▸ **Work instruction**
When the line containing "# point at: coffee" is reached, include it and end there; set down verbatim every line before it, starting at the top of the records.

▸ **Point localization data**
****

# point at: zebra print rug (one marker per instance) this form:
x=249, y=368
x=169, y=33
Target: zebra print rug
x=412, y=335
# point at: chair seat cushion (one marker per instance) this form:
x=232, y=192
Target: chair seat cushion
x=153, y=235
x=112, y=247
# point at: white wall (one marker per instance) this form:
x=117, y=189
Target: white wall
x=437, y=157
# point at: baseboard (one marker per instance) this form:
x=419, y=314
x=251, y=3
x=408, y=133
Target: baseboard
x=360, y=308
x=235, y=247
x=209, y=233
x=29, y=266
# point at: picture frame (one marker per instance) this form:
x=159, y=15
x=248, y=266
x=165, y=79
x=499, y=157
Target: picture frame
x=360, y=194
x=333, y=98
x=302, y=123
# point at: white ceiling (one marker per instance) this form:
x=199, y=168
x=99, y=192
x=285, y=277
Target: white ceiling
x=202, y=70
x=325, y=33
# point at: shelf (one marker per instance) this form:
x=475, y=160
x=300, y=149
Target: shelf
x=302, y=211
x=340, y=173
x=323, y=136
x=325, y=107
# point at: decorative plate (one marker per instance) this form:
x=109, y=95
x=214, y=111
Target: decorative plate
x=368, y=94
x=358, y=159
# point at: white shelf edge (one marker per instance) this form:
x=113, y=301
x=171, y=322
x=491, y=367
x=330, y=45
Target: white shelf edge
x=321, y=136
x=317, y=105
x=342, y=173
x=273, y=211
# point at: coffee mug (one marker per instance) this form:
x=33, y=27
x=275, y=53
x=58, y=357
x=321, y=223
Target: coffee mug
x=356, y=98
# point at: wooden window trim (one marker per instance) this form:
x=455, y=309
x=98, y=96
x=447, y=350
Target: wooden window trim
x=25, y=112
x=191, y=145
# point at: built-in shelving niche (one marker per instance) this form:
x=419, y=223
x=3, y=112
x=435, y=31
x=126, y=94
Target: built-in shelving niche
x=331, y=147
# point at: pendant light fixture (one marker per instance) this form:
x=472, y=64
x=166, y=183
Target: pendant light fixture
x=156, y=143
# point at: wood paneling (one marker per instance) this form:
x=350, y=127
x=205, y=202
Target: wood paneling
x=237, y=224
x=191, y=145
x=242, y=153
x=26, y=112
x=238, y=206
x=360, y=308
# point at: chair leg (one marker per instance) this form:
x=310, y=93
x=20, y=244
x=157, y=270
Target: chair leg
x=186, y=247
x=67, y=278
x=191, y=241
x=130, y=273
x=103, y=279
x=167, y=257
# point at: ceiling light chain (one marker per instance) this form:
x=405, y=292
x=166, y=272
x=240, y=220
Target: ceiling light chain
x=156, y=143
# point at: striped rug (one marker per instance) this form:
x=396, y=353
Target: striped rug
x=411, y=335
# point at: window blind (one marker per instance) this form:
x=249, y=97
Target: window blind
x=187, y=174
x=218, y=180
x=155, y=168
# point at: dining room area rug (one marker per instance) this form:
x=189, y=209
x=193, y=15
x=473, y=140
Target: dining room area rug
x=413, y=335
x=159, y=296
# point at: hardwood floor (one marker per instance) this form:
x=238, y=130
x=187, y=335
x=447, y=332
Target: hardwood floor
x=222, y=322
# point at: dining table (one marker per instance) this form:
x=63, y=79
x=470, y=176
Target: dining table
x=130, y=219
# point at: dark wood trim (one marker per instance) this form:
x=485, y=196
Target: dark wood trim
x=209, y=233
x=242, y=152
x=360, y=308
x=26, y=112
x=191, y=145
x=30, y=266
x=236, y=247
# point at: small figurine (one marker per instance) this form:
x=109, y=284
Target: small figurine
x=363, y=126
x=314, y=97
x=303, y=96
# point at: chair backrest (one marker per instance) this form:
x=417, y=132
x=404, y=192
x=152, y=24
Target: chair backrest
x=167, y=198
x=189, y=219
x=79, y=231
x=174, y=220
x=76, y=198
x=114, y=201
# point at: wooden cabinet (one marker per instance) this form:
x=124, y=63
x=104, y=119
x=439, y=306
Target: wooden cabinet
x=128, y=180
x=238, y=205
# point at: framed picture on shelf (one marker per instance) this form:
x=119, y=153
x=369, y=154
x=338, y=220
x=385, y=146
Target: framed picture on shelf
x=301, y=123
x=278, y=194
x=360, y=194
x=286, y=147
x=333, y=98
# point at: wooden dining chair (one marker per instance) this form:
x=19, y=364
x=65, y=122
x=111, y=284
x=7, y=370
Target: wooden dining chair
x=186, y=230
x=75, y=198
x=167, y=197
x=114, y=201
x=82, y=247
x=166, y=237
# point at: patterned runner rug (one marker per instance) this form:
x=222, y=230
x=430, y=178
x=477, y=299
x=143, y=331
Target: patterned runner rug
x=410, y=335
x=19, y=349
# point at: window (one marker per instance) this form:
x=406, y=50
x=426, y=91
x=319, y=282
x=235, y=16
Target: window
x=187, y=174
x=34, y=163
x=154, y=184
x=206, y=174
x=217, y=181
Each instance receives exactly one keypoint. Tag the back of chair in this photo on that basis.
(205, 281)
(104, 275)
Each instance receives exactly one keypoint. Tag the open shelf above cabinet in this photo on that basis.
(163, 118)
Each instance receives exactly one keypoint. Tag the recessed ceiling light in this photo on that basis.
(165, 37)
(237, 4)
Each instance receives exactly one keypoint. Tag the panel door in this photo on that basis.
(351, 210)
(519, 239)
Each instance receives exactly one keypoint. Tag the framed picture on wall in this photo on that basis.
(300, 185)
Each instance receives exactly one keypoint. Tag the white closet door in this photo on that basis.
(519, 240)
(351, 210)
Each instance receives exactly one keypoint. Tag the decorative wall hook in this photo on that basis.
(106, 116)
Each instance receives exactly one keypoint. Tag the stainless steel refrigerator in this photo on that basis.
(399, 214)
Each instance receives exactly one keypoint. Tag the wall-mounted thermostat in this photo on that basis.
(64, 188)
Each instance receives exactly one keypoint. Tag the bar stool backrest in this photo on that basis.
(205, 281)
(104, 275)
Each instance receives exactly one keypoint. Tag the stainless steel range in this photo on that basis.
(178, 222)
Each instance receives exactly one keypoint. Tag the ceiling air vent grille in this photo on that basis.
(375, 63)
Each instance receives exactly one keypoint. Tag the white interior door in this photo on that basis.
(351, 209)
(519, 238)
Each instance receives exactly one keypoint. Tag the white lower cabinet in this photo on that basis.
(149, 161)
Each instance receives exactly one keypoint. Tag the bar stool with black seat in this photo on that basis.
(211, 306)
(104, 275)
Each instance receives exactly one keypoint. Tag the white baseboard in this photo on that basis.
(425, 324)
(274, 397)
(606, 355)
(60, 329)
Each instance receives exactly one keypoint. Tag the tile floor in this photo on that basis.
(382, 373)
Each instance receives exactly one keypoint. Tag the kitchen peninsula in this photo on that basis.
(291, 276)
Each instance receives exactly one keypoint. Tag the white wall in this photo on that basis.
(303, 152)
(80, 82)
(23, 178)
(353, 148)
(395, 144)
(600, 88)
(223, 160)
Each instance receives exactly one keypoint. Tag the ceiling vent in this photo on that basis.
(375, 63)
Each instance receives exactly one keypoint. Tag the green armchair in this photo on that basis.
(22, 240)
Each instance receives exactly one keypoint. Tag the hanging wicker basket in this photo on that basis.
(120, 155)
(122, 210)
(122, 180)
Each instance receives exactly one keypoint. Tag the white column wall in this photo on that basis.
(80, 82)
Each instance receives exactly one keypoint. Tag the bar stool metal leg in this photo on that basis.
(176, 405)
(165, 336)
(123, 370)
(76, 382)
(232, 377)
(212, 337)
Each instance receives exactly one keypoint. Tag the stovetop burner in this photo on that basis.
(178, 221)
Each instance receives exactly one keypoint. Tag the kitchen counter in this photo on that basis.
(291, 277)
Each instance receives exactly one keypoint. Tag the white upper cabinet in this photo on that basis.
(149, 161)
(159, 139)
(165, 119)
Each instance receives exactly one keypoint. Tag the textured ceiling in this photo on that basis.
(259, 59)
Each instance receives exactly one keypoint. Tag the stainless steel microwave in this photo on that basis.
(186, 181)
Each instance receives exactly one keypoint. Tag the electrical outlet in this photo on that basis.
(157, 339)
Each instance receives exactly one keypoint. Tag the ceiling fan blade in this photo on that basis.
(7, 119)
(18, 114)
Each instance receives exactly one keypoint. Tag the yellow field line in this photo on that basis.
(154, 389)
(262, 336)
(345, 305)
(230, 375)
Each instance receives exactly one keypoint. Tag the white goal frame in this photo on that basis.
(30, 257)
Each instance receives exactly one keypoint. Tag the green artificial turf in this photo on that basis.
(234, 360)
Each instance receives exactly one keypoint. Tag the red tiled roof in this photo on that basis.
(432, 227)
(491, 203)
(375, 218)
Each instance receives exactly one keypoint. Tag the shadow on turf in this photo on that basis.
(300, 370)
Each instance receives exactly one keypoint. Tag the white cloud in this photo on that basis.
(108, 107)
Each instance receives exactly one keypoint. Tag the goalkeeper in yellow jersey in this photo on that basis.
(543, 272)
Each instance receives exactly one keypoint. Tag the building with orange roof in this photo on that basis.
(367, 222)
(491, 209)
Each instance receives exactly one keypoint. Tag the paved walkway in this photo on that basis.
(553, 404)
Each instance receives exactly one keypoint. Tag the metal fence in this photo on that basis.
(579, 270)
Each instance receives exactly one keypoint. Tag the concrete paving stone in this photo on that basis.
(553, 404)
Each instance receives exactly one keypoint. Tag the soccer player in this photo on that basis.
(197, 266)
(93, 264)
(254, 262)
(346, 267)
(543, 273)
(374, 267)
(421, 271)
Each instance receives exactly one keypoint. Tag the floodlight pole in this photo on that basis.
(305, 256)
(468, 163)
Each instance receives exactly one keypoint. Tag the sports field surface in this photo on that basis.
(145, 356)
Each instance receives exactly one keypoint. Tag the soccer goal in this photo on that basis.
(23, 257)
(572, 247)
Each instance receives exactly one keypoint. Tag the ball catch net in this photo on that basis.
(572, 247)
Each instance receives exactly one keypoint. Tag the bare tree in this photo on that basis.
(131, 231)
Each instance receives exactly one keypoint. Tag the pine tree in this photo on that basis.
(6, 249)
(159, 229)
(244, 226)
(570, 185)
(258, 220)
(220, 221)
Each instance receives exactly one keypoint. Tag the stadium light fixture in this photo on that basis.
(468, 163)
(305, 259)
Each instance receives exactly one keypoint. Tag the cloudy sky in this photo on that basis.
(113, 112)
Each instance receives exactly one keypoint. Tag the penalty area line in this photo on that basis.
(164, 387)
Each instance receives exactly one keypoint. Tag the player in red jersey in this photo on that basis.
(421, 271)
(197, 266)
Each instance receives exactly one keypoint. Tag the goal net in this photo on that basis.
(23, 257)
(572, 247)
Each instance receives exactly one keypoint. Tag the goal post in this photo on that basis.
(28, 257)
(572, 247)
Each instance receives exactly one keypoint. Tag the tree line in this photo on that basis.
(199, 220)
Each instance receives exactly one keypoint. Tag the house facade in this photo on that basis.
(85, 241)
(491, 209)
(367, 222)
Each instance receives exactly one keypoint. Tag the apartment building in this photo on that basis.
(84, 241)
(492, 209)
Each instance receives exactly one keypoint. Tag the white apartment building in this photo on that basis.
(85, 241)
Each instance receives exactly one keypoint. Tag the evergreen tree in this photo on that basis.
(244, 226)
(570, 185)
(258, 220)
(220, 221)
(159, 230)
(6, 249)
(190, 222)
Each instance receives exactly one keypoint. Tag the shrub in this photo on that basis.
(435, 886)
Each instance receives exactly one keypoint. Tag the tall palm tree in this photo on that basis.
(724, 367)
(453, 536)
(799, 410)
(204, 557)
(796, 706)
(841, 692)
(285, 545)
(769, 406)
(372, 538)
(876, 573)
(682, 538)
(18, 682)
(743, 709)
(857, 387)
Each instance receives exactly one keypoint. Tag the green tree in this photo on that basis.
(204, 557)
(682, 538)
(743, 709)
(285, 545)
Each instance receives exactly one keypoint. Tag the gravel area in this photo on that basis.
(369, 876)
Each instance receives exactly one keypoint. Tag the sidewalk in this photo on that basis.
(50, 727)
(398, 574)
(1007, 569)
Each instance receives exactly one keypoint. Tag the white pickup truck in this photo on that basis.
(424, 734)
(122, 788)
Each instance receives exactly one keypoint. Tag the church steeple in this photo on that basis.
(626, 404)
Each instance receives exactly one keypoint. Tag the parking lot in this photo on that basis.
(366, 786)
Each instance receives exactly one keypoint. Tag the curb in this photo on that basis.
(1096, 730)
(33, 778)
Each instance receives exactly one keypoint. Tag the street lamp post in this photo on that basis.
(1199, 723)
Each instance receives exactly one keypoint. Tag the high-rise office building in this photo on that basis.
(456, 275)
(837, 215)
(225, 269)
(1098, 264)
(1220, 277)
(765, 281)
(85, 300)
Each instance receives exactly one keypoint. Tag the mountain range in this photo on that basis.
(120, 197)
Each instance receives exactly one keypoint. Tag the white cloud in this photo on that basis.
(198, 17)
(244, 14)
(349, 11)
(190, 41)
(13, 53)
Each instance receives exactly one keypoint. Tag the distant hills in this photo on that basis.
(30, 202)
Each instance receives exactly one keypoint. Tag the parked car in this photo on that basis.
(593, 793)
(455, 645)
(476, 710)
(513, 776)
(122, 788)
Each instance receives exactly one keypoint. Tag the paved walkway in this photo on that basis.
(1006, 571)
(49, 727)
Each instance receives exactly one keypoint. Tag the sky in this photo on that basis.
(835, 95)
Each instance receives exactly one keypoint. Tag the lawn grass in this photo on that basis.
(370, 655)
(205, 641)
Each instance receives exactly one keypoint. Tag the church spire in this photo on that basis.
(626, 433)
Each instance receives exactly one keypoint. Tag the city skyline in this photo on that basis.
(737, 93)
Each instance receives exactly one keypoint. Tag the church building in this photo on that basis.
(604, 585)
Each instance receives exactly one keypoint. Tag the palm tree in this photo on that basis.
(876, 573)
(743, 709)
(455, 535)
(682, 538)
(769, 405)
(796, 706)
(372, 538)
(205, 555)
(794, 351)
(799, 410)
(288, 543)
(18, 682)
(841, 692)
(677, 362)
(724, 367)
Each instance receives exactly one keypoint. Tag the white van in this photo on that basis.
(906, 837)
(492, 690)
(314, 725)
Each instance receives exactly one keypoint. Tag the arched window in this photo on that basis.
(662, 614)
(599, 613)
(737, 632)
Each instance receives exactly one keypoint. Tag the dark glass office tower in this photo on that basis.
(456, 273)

****

▸ **Task response**
# point at: zebra print rug (one marker per instance) this form:
x=249, y=368
x=169, y=33
Target: zebra print rug
x=412, y=335
# point at: chair seat cushion (one marker per instance) this form:
x=232, y=192
Target: chair seat cushion
x=153, y=235
x=112, y=247
# point at: white wall (one marker per instance) this form:
x=117, y=189
Target: white wall
x=437, y=157
# point at: baseboard (one marker per instance) this form:
x=419, y=314
x=251, y=3
x=408, y=133
Target: baseboard
x=360, y=308
x=235, y=247
x=209, y=233
x=29, y=266
# point at: picture frame (one marker per instance) this form:
x=159, y=15
x=248, y=266
x=165, y=79
x=499, y=157
Target: picture frame
x=360, y=194
x=333, y=98
x=302, y=123
# point at: white ceiling (one marker per instance) this form:
x=199, y=168
x=99, y=192
x=285, y=277
Target: white ceiling
x=202, y=70
x=325, y=33
# point at: shelf (one marker per instance) this form:
x=475, y=160
x=300, y=149
Target: shelf
x=302, y=211
x=340, y=173
x=323, y=136
x=325, y=107
# point at: decorative plate (one marker per instance) this form:
x=109, y=95
x=214, y=111
Target: decorative plate
x=368, y=94
x=358, y=159
# point at: white shelf edge (one marker per instance) this form:
x=113, y=301
x=171, y=322
x=491, y=367
x=330, y=45
Target: white shelf edge
x=321, y=136
x=317, y=105
x=342, y=173
x=273, y=211
# point at: coffee mug (one marker per instance) this form:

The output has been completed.